● TASK: Please gather every line in the listing below that contains the string "shop", copying each line in full. Treat uppercase and lowercase as different.

──────── INPUT FOR THIS TASK ────────

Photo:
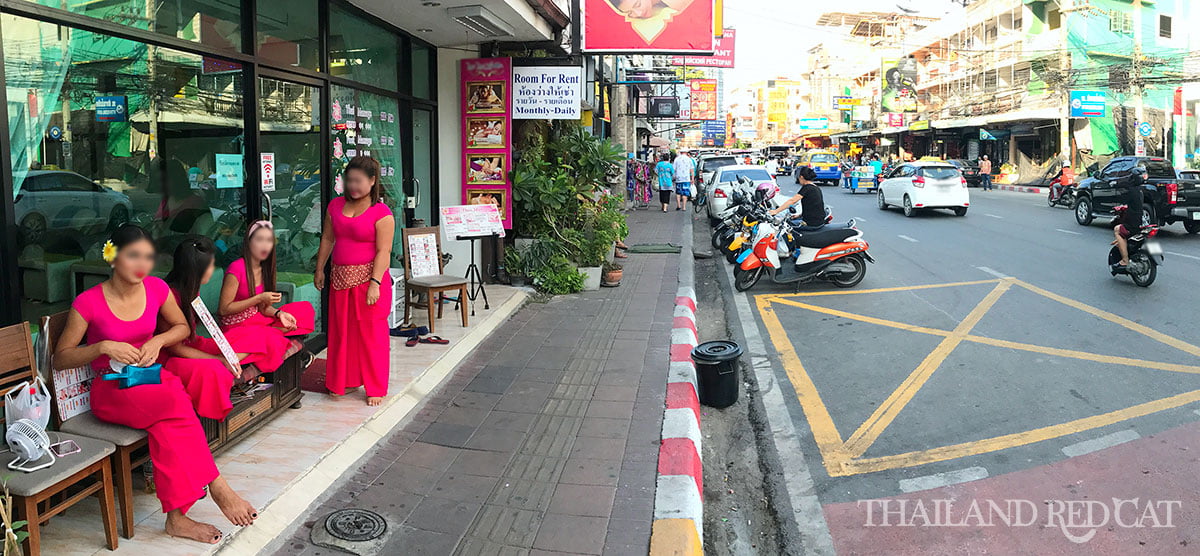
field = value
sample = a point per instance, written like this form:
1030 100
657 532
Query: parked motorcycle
837 255
1143 267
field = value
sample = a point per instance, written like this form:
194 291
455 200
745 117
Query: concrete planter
592 278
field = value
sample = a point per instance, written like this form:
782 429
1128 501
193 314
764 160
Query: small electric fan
30 443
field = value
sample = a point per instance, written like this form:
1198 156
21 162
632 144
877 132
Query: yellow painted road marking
887 412
844 459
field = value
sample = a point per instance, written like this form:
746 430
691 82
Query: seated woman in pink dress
197 360
119 318
251 318
358 233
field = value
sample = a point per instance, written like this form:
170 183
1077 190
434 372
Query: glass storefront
106 130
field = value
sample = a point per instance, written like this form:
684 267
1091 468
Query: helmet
766 191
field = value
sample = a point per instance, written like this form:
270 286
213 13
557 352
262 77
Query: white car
725 181
924 185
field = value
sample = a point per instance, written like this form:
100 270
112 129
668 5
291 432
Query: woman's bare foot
179 525
237 509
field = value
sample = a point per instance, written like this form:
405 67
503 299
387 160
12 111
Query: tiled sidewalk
545 440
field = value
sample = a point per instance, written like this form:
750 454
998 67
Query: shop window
369 124
289 129
106 131
288 34
215 23
361 51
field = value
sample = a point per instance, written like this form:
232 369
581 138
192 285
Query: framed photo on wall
485 97
490 196
487 169
486 132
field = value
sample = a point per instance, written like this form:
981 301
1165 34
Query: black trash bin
717 368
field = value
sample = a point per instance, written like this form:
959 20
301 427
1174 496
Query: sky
774 35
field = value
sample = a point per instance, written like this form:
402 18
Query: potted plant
612 275
515 265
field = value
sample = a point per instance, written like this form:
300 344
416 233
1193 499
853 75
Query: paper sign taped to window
217 335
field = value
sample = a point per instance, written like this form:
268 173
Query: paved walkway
546 438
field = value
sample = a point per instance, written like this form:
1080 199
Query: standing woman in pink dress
119 318
250 321
358 233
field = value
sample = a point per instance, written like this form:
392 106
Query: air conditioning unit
481 21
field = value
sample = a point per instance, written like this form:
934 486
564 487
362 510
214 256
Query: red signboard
703 99
683 27
723 54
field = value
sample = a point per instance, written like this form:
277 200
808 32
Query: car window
940 172
756 174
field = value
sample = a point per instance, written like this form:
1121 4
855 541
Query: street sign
268 163
1087 105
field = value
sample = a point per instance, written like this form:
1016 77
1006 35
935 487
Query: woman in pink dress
119 318
358 233
250 321
197 360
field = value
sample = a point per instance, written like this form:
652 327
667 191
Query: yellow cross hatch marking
844 458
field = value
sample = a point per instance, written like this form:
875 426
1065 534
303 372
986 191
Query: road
988 357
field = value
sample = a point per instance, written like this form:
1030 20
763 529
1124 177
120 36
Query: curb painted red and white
678 500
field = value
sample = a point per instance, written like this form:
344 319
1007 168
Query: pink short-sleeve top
354 239
102 324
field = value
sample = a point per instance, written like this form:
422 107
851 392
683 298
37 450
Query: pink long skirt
263 341
183 464
359 345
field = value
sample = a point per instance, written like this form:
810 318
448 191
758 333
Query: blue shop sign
111 108
1087 105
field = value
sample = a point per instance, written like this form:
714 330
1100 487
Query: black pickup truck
1168 198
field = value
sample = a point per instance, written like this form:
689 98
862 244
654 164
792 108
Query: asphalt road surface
988 357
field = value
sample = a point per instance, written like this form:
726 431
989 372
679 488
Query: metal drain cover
355 525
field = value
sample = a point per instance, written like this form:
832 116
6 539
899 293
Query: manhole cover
355 525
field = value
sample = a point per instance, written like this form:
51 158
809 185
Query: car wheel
33 229
118 217
1084 210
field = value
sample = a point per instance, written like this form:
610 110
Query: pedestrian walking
684 172
985 173
665 171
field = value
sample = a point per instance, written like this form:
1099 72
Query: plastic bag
29 400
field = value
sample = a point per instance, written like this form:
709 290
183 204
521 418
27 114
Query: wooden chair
132 444
45 494
423 273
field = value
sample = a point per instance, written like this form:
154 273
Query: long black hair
192 258
129 234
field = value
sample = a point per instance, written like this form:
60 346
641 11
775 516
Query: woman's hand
120 352
149 352
287 320
269 298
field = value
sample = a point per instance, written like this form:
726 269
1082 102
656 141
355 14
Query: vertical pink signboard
487 133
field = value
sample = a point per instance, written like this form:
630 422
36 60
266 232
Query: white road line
994 273
1185 256
1097 444
943 479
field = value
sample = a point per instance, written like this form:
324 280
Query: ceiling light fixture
481 21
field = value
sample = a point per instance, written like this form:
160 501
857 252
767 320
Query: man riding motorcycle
1132 223
813 213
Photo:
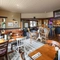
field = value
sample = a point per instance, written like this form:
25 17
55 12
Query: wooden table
48 52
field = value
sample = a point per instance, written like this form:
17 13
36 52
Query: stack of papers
35 56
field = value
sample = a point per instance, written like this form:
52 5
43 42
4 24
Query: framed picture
15 24
10 24
56 13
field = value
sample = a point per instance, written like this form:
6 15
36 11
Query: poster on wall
26 24
10 24
15 24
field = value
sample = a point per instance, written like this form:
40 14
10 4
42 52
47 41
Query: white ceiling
30 6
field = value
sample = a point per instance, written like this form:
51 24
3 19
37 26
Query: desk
48 52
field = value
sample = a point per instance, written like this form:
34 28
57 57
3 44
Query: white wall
10 16
49 14
37 15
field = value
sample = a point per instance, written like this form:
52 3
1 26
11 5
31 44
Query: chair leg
6 57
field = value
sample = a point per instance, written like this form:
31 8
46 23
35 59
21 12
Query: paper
36 55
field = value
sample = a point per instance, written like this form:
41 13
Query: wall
37 15
31 15
10 18
49 14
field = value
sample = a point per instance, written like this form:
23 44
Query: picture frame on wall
57 13
15 24
10 24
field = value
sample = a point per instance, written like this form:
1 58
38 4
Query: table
48 52
11 40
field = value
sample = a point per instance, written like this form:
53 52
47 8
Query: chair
45 34
4 49
53 43
32 35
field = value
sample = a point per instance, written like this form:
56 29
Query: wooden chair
32 35
4 49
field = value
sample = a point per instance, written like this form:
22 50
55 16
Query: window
33 23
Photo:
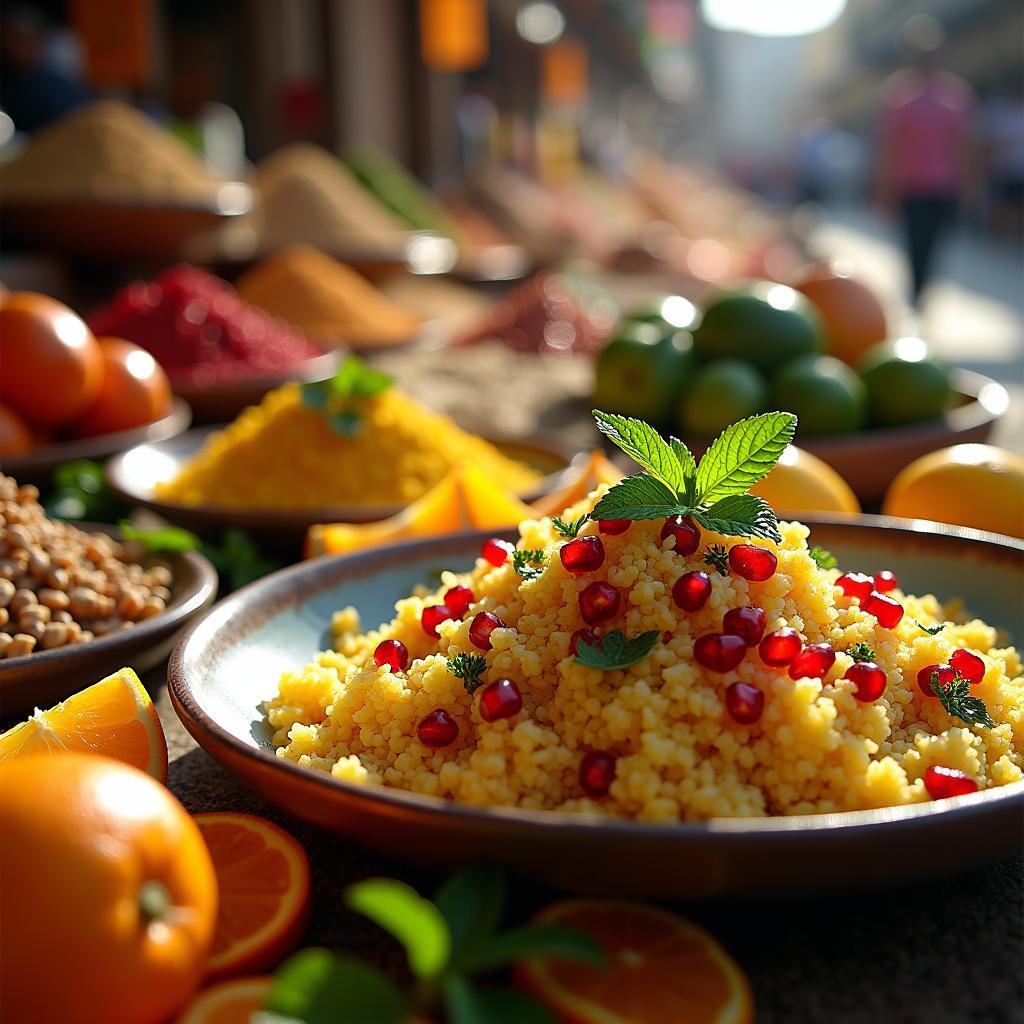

────────

● SOLUTION TO THIS PROBLEM:
Query: shop window
Query: blue shop sign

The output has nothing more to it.